What you output should match the data below exactly.

[MATERIAL FOR THIS EXERCISE]
BEGIN
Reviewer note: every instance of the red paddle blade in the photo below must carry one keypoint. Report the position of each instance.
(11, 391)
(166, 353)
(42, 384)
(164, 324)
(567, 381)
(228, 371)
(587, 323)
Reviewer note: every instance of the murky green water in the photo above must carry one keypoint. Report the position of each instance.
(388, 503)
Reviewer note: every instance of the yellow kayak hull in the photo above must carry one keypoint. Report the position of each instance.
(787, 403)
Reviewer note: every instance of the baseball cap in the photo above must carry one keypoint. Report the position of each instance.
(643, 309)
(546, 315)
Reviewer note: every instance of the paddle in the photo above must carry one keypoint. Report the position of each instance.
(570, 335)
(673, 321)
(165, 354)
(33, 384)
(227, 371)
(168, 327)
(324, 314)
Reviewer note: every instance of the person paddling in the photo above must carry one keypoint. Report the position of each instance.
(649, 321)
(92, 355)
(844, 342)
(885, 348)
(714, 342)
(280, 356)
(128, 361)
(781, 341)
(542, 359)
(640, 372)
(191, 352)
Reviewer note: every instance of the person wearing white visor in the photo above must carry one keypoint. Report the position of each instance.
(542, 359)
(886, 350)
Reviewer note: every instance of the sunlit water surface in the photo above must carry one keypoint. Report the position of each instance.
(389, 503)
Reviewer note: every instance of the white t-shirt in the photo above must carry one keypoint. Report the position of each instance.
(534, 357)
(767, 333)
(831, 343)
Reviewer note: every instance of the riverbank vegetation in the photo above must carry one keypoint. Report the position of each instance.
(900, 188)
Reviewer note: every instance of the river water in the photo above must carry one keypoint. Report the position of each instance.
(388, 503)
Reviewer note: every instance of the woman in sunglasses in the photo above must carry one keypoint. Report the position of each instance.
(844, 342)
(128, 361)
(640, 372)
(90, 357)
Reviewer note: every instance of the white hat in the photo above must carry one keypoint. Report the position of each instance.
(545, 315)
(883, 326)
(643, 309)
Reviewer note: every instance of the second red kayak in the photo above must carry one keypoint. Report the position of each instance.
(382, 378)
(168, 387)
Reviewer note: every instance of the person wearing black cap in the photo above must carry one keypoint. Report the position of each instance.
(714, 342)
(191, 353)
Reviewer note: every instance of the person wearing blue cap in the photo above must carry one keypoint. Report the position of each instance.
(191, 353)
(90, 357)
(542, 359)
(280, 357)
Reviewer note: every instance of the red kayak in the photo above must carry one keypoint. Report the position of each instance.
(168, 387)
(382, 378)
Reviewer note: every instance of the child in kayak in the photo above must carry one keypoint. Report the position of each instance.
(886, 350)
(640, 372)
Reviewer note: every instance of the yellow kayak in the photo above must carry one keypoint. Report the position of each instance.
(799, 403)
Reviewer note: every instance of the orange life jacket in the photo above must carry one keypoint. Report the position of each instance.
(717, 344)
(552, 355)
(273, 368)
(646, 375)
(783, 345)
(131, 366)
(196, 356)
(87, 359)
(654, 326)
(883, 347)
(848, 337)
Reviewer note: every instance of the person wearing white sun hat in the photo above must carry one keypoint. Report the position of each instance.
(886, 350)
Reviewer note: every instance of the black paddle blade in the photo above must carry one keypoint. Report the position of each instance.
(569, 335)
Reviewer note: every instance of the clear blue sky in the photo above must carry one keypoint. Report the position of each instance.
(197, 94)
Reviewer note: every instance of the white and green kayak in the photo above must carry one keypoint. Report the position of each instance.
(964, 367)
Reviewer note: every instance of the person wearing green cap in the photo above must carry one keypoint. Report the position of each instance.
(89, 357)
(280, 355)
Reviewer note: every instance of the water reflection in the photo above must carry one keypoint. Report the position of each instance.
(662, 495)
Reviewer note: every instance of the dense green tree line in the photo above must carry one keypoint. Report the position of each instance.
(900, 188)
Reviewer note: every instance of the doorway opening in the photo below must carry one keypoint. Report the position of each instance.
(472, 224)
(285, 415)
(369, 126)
END
[RESULT FOR THIS EXERCISE]
Reviewer note: every instance of the red paddle blade in the photo below must carry one keypoint. Report the position of each instance.
(11, 391)
(166, 353)
(42, 384)
(164, 324)
(567, 381)
(228, 371)
(587, 323)
Reviewer note: every instance of the murky green water in the photo above must carry one keypoint. Report the position of each instance.
(388, 503)
Reviewer note: every instance of the yellow kayak hull in the photo above must carry one keypoint. Report the position of each instance.
(787, 403)
Reviewer note: every instance of the baseball cap in the photo above must carry one keypoint. Report the position of each instance.
(643, 309)
(546, 315)
Reviewer note: every instance of the paddle in the photo above must carry one keypoint. Report the position of each instance.
(570, 335)
(673, 321)
(165, 354)
(33, 384)
(227, 371)
(168, 327)
(324, 314)
Reviewer note: every instance of the person paddling in the photo above must carry one keypoint. Report the position of each instance.
(649, 321)
(92, 355)
(844, 342)
(885, 348)
(714, 342)
(280, 356)
(128, 361)
(781, 341)
(542, 359)
(640, 372)
(191, 352)
Reviewer note: every instance of the person wearing white visor in the photo above must carry one keypoint. Report the position of each instance.
(542, 359)
(886, 350)
Reviewer note: every instance of the sunlit water surface in the photo above must carry one keypoint. Report the position of each instance.
(389, 503)
Reviewer note: every instance of the white t-shirt in the photo above must carry one keypoint. Report the position of each instance.
(534, 357)
(767, 333)
(831, 343)
Reviewer note: every instance of the riverbank vegetation in the photo above must carry one keypoint. Report the position of each instance.
(900, 188)
Reviewer note: every instance of the river water in the photo above must carry one keypoint. Report the position of each instance.
(388, 503)
Reviewer note: every instance of the woman in sunglasses in the photo above must carry one keypoint. Report the position of each instance.
(844, 342)
(128, 361)
(640, 372)
(90, 357)
Reviewer note: every instance of the white hat in the photo above must carry one keypoint. Report the position of each instance.
(545, 315)
(883, 326)
(643, 309)
Reviewer note: every instance of the second red kayak in the photo above must carry one keypoint. Report the position of each instance.
(382, 378)
(168, 387)
Reviewer note: every instance of the person wearing black cap in the photo above must carry one keypoint. Report the position of each instance.
(714, 342)
(191, 353)
Reviewer note: every instance of the person wearing blue cap in the photo above must carry one keypoint. Report the position of each instance.
(191, 353)
(90, 357)
(542, 359)
(280, 357)
Reviewer note: every instance of the red kayak in the photo above must carry one keypoint. Report the position of each instance.
(168, 387)
(382, 378)
Reviewer note: every instance of the child in kayak in the photo above must carry one keypoint. Report the position of each instance.
(886, 350)
(640, 372)
Reviewer note: every instance of the yellow kayak in the photo above must carry one keypoint. Report the position of each instance.
(799, 403)
Reviewer note: every instance of the orange life jacket in the photo above must carry one keypoint. Report the position of each instance.
(717, 344)
(552, 355)
(273, 368)
(646, 375)
(783, 345)
(131, 366)
(196, 356)
(87, 359)
(654, 326)
(883, 347)
(848, 337)
Reviewer note: every instance of the person wearing white sun hat in the photo above must carry one keypoint. Report the position of each instance.
(886, 350)
Reviewer note: every instance of the black paddle blade in the photo above must carry one keypoint. Report the position of each instance.
(569, 335)
Reviewer note: every instance of the clear blue sky in the photo above must carry one keypoint. Report the position of each instance.
(197, 94)
Reviewer note: every instance of the white and green kayak in the photo above must carry one keypoint. Report the position of each instance.
(964, 367)
Reviewer note: every instance of the person wearing green cap in the photo above must carry one keypoint. Report the position of each instance.
(89, 357)
(280, 355)
Reviewer note: every instance of the water reflection in the photo above must carry one keypoint. Report the position of each instance.
(662, 495)
Reviewer note: every instance of the dense green tree line in the photo above must carry one keypoint. Report the position of each instance.
(900, 188)
Reviewer note: every instance of the doorway opening in the photo below must carry one keypoint. Report the position of each instance.
(472, 224)
(285, 415)
(369, 126)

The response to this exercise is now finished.